> EXCERPT PROVIDED

>>>

State schools in deprived areas hit hardest by staff absence

Schools report using non-teaching staff to cover lessons and almost one in 10 combine classes as Omicron disruption continues

Schools report using non-teaching staff to cover lessons and almost one in 10 combine classes as Omicron disruption continues

State schools are almost twice as likely as private settings to have a large number of staff absent, with those in the most deprived areas the worst affected.

Polling by Teacher Tapp for the Sutton Trust found that one in five state schools reported absence rates of 10 per cent or more last Friday, compared with one in eight independent schools. Of the most deprived schools, three in 10 reported these absence levels.

Sir Peter Lampl, the Sutton Trust’s chair, said we “must do all we can to ensure that poorer pupils are not further disadvantaged as a result of this disruption”.

Schools face rising numbers of staff off with Covid

Department for Education attendance data showed the number of staff absent for Covid-related reasons rose from around 32,000 in the last week of last term to almost 60,000 last week, the highest level since September.

Paul Whiteman, general secretary of the NAHT school leaders’ union, said the disruption was significant. “The concern is that the situation could worsen over the coming weeks,” he added.

Pupil absence also reached its highest level this academic year, with 315,000 pupils, or around 3.9 per cent, off because of Covid.

Covid absence attendance leadership Omicron schools
Paul Whiteman

The Sutton Trust found that a quarter of state schools did not have enough cover teachers, while 28 per cent had used non-teaching staff. Eight per cent said they were combining classes, a method recently suggested by the DfE.

Around a quarter of teachers said they had prepared material for online learning this week. But a fifth of all schools reported that one in 10 pupils did not have access to an electronic device. Around 7 per cent said more than a third of pupils did not have adequate access.

The online resource Oak National Academy had 340,000 users last week, its highest number since March last year when schools were closed.

Large spike in staff off with Covid

DfE attendance data shows that most staff off for Covid reasons have tested positive. Around 20,000 teachers and school leaders and 27,000 teaching assistants and other staff were at home with a confirmed case on January 6.

The proportion of support staff off for this reason rose by 160 per cent between December and last week, while the proportion of teachers and leaders absent increased by 81 per cent.

<<<

> SUPPLIED INFORMATION
>>>

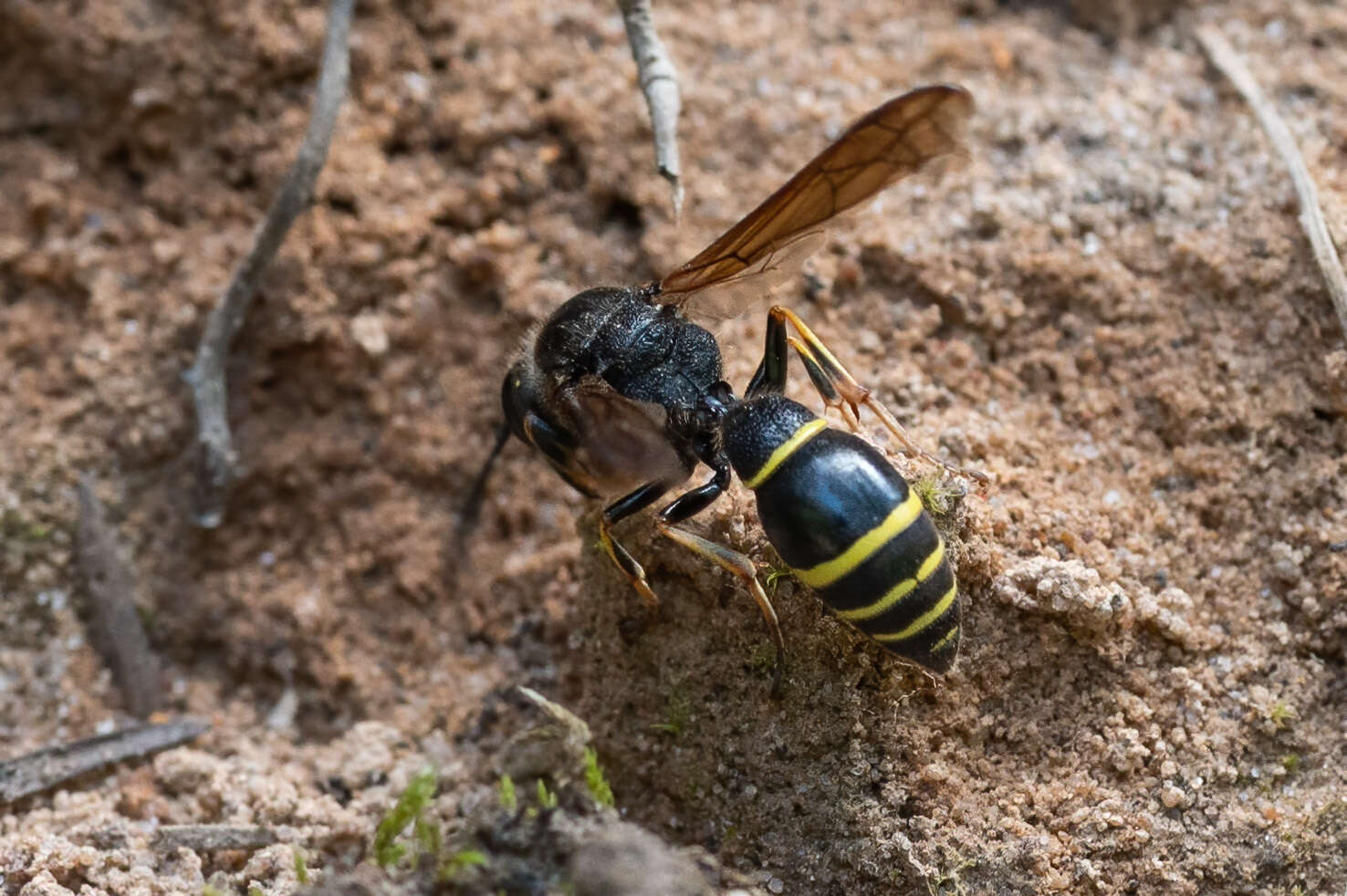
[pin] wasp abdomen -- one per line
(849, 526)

<<<
>>>

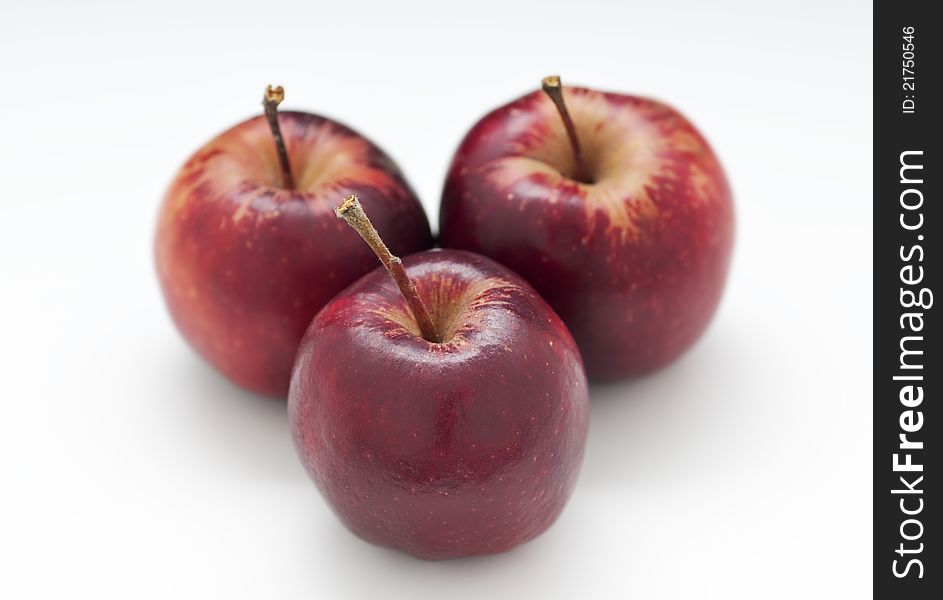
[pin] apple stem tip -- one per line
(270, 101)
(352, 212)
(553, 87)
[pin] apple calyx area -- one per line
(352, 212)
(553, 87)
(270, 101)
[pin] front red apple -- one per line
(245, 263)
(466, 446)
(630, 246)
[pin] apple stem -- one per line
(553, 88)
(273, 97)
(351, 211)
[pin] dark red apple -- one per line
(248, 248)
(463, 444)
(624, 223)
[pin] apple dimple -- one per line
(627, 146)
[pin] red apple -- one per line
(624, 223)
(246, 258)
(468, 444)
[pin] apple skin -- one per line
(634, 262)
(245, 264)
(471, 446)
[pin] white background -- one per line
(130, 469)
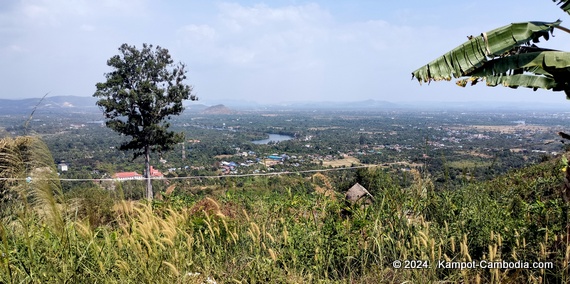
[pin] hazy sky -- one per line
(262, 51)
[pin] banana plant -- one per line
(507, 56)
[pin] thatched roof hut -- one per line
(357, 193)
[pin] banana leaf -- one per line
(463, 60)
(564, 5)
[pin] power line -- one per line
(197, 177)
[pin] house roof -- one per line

<<<
>>>

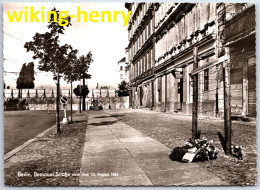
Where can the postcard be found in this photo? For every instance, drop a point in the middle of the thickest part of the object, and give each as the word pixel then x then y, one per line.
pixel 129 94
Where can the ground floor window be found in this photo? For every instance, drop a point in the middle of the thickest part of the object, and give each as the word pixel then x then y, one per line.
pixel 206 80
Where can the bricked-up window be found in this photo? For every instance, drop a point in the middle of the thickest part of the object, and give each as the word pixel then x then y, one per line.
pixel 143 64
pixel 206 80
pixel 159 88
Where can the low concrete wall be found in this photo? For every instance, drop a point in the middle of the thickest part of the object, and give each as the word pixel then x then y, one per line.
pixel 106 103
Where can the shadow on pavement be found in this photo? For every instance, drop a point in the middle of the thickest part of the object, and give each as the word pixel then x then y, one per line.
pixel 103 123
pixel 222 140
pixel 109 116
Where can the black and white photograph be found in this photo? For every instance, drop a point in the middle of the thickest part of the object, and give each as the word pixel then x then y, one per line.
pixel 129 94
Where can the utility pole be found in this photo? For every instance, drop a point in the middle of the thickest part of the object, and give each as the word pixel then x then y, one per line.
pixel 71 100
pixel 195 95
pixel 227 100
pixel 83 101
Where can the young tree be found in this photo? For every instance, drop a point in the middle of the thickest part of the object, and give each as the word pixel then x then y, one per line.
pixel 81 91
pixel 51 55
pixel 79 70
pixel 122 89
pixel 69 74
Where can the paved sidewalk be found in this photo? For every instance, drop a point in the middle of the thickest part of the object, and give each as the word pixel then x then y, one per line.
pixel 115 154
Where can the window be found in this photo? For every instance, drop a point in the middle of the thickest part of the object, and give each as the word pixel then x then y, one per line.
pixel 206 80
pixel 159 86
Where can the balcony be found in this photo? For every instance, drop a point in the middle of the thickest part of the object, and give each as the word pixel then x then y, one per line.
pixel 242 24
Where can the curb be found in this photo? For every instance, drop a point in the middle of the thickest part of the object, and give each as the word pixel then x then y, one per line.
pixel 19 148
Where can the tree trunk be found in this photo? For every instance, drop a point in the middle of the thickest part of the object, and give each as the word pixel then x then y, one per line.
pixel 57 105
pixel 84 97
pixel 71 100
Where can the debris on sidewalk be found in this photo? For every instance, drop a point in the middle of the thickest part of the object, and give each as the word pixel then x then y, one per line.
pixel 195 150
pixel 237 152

<<<

> BRIEF 1
In the article on staff absence in schools, what concern does Paul Whiteman give about the disruption? Answer in one to three sentences.
> BRIEF 2
Write the next part of the article on staff absence in schools, picking up after its final sentence.
None of the items are needed here.

> EXERCISE RESPONSE 1
Paul Whiteman, general secretary of the NAHT school leaders' union, said the disruption was significant. His concern was that the situation could worsen over the coming weeks.

> EXERCISE RESPONSE 2
Meanwhile the Office for National Statistics said the education sector had seen the biggest month-on-month increase in the proportion of people reporting that they were suffering the effects of long Covid.

The number of pupils at home with a positive case has also grown. Of those absent for Covid-related reasons last week, 159,000 were off with a confirmed case, up 43 per cent on the 111,000 absences for this reason on December 16.

While absence due to suspected Covid or because of attendance restrictions fell, there was a large rise in the number of pupils required to stay at home and isolate – from 8,000 in mid-December to 21,000 on January 6.

Hopes of Christmas firebreak ‘evaporated’

Geoff Barton, leader of the ASCL leadership union, said any hope that the Christmas holidays would act as a firebreak for schools had “evaporated”, with schools now under “severe pressure”.

The DfE has published a regional breakdown of attendance at the end of last term. It shows that Covid-related absence among pupils was highest in London at 5.1 per cent, more than double the rate of 2.4 per cent the previous week.

The North-East and Yorkshire and the Humber had the lowest Covid absence rates of 2.6 per cent.

On December 16, 1.4 per cent of primary pupils were absent due to Covid in Sunderland, compared with 11.8 per cent in Harrow, north London.

At secondary level, absence rates ranged from 0.9 per cent in Kirklees, West Yorkshire, to 13.4 per cent in Hillingdon, north-west London.

Children’s commissioner Dame Rachel de Souza told MPs she was pressing the government to provide “live” attendance data. This week’s data release was the first in almost a month.